Stored data entries
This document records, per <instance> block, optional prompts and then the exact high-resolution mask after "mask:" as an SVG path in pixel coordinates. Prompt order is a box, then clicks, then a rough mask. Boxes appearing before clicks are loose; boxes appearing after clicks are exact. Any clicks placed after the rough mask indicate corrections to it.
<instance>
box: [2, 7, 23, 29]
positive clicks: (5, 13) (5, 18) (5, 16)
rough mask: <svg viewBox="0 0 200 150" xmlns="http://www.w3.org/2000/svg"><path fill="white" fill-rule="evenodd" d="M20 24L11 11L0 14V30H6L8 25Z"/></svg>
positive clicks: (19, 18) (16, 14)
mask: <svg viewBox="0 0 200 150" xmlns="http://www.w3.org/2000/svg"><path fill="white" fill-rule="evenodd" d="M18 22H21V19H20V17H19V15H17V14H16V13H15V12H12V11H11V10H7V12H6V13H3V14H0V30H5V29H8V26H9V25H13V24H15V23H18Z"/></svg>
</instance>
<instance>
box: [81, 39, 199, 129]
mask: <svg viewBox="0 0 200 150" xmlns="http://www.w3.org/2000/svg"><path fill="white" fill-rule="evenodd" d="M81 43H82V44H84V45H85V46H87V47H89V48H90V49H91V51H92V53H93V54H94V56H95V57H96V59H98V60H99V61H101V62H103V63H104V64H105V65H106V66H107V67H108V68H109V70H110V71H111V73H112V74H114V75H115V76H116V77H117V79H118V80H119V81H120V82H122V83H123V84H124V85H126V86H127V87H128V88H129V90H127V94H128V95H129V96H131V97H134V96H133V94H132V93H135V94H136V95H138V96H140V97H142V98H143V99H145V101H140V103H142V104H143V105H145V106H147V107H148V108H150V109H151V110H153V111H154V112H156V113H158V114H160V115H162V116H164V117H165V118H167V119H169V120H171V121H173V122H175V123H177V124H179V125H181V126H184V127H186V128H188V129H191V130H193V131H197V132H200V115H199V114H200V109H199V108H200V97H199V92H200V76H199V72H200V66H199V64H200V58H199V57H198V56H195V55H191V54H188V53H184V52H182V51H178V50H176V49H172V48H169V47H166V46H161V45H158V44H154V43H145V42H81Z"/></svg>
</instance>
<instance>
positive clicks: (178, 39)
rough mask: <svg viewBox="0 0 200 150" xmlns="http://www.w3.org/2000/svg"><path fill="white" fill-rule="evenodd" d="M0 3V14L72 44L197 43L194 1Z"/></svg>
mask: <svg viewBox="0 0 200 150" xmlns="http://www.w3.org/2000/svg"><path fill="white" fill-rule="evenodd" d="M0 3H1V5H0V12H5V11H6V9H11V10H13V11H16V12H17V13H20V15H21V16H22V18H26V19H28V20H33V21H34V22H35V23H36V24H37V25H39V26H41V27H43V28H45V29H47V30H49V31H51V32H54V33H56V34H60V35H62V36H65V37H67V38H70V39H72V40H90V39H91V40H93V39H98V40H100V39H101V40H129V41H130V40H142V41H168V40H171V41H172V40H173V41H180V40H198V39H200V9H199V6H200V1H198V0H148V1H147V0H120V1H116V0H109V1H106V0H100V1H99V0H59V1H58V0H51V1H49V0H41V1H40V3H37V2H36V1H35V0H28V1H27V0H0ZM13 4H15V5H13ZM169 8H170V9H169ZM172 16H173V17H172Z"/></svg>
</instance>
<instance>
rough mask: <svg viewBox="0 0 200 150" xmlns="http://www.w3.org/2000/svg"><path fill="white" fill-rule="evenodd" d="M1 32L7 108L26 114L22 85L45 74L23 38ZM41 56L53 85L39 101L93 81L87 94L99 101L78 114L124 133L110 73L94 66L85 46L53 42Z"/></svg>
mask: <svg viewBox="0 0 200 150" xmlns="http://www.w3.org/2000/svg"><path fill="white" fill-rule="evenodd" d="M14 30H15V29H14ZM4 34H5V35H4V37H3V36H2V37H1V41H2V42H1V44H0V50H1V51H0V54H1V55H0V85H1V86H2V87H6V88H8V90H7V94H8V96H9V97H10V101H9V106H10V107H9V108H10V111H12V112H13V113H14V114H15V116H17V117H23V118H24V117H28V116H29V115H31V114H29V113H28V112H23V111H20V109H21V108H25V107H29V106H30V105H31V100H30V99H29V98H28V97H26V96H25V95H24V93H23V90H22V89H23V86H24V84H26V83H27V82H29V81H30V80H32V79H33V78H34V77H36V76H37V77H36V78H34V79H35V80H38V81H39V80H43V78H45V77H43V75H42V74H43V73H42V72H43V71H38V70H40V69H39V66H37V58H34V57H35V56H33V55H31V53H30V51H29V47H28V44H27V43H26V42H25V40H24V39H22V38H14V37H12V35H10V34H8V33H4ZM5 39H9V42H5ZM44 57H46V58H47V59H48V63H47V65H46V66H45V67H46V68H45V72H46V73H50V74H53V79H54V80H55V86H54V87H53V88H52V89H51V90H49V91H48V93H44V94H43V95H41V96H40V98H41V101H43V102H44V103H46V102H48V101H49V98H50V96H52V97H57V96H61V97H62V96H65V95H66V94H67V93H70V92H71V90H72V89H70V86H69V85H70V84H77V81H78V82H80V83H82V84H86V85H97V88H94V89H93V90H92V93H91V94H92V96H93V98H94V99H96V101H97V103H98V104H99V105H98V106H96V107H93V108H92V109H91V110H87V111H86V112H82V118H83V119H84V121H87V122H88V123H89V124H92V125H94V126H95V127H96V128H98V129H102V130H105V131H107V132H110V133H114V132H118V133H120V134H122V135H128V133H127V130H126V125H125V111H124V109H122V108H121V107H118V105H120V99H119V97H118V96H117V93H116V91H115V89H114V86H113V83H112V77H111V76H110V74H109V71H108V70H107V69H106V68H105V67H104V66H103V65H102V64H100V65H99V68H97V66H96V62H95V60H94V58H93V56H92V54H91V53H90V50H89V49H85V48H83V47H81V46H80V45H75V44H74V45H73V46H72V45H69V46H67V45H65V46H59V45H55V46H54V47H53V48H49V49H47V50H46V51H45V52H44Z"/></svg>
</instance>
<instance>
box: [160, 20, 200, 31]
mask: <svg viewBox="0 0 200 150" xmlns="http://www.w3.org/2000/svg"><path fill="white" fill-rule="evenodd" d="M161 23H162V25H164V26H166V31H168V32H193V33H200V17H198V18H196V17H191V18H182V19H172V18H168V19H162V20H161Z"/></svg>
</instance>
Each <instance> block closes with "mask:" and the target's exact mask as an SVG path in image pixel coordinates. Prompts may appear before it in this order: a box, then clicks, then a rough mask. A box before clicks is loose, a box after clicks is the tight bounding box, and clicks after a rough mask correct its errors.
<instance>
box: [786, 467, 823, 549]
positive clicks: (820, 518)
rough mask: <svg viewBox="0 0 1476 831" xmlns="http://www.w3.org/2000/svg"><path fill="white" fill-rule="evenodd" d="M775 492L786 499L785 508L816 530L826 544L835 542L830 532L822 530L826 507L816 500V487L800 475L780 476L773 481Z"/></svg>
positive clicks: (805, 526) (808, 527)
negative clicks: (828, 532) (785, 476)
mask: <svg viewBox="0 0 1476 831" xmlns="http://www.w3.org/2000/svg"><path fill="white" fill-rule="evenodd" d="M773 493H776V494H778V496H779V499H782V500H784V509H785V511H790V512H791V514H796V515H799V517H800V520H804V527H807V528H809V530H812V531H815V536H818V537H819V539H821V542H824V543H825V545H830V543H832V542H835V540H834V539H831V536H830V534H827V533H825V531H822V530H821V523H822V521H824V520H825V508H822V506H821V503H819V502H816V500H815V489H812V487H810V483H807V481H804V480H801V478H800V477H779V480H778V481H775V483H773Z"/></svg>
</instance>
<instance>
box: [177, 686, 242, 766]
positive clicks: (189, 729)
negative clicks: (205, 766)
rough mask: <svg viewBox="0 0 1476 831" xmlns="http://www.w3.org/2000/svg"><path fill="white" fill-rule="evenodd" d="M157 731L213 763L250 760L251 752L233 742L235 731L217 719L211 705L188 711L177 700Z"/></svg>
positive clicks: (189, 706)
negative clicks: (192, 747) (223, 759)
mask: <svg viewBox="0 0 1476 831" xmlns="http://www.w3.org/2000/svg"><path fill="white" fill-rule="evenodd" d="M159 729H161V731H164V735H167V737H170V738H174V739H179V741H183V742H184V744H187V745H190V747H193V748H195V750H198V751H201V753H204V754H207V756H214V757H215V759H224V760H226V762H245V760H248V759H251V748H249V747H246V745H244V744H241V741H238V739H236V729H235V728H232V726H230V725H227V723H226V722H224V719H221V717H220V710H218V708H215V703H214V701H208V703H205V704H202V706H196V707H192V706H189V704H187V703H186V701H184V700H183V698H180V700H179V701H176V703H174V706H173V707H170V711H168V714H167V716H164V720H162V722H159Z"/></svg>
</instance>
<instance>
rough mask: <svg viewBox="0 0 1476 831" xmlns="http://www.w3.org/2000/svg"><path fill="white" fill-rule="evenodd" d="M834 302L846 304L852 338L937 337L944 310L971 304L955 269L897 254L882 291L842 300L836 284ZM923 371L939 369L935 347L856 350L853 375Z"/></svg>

## [Exercise details]
There is a run of lines above from the one with "box: [786, 467, 823, 549]" to the one with "positive clicks: (805, 526) (808, 527)"; print exactly that run, both ends included, and nothing else.

## [Answer to this exercise]
box: [786, 467, 823, 549]
positive clicks: (820, 518)
rough mask: <svg viewBox="0 0 1476 831" xmlns="http://www.w3.org/2000/svg"><path fill="white" fill-rule="evenodd" d="M775 492L786 499L785 508L816 530L826 544L835 542L830 532L822 530L826 507L816 500V487L800 475L780 476L773 481Z"/></svg>
positive clicks: (805, 526) (808, 527)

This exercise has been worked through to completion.